## AIM OF THE EXERCISE
Copy each line of the data below, character for character.

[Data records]
----------

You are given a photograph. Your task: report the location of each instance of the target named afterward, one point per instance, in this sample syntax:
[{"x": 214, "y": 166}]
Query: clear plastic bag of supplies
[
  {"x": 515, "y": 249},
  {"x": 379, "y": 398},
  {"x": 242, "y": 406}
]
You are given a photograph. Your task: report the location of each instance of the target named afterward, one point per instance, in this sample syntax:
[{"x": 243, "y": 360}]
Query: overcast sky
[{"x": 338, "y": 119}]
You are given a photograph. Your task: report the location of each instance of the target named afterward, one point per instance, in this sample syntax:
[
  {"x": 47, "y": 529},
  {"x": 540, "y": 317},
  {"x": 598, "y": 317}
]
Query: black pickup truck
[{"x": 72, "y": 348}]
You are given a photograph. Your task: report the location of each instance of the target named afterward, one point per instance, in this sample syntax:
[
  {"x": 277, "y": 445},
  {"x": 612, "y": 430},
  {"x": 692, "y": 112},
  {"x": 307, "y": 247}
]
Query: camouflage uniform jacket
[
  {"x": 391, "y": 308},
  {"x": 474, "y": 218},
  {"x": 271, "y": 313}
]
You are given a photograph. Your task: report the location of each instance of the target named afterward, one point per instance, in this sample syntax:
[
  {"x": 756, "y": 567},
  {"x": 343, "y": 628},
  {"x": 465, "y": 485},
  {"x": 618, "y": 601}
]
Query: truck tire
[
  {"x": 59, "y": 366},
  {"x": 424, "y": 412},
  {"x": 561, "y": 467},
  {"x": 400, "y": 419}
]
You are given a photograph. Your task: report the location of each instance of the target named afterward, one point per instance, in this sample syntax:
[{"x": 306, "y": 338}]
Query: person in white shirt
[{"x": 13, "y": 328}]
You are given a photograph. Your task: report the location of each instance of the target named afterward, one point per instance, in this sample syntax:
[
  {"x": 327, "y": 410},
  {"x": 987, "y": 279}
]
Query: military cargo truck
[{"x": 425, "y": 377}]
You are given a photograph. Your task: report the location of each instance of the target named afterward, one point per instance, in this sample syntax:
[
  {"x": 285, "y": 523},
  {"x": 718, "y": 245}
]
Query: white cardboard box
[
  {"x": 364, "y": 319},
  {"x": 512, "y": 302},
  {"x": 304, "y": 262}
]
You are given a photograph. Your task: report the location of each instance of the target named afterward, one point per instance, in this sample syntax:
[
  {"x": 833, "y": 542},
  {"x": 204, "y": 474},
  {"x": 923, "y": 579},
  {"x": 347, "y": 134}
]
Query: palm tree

----------

## EXPECTED OUTPUT
You are given a photograph. Your task: report the location of each instance of the target named afterward, one point per instance, in this sample syntax:
[{"x": 214, "y": 166}]
Query: clear plastic bag of supplies
[
  {"x": 515, "y": 249},
  {"x": 379, "y": 398},
  {"x": 242, "y": 406}
]
You are given a photograph. Your task: report the location of each instance of the target named afterward, one point per instance, in this sample syntax:
[{"x": 243, "y": 360}]
Query: overcast sky
[{"x": 338, "y": 119}]
You are given a photograph. Your task: report the location of each instance of the target named afterward, one point per instance, in this sample syntax:
[
  {"x": 47, "y": 529},
  {"x": 540, "y": 317},
  {"x": 598, "y": 317}
]
Query: black pickup truck
[{"x": 72, "y": 348}]
You are given a photograph. Your task: report the location of each instance of the target named afterward, one point per instance, in this sample syntax:
[
  {"x": 277, "y": 445},
  {"x": 612, "y": 430},
  {"x": 692, "y": 112},
  {"x": 307, "y": 247}
]
Query: camouflage uniform jacket
[
  {"x": 391, "y": 308},
  {"x": 474, "y": 218},
  {"x": 271, "y": 313}
]
You are given a photograph. Your task: report the location of each instance of the target named afterward, one point per instance, in this sample syntax:
[
  {"x": 756, "y": 567},
  {"x": 343, "y": 628},
  {"x": 465, "y": 485},
  {"x": 618, "y": 601}
]
Query: truck tire
[
  {"x": 59, "y": 366},
  {"x": 424, "y": 412},
  {"x": 561, "y": 467},
  {"x": 400, "y": 419}
]
You are given a photograph. Your task: report the location of each instance of the target named afterward, one point per instance, in this sample syntax:
[{"x": 306, "y": 338}]
Query: person in white shirt
[{"x": 13, "y": 328}]
You are given a photograph. Your task: report the location of each instance of the target named afterward, one point per instance, in this sample syntax:
[
  {"x": 327, "y": 410},
  {"x": 987, "y": 279}
]
Query: military cargo truck
[{"x": 425, "y": 377}]
You are given a photograph. Your task: report the location of each instance of the target named afterward, one point per instance, in this sample syntax:
[
  {"x": 285, "y": 523},
  {"x": 718, "y": 245}
]
Query: white cardboard box
[
  {"x": 364, "y": 319},
  {"x": 512, "y": 302},
  {"x": 304, "y": 262}
]
You are given a photograph. Your task: report the location of each instance of the target named afterward, one point per instance, in this sample syntax:
[
  {"x": 833, "y": 542},
  {"x": 204, "y": 474},
  {"x": 923, "y": 579},
  {"x": 347, "y": 134}
]
Query: palm tree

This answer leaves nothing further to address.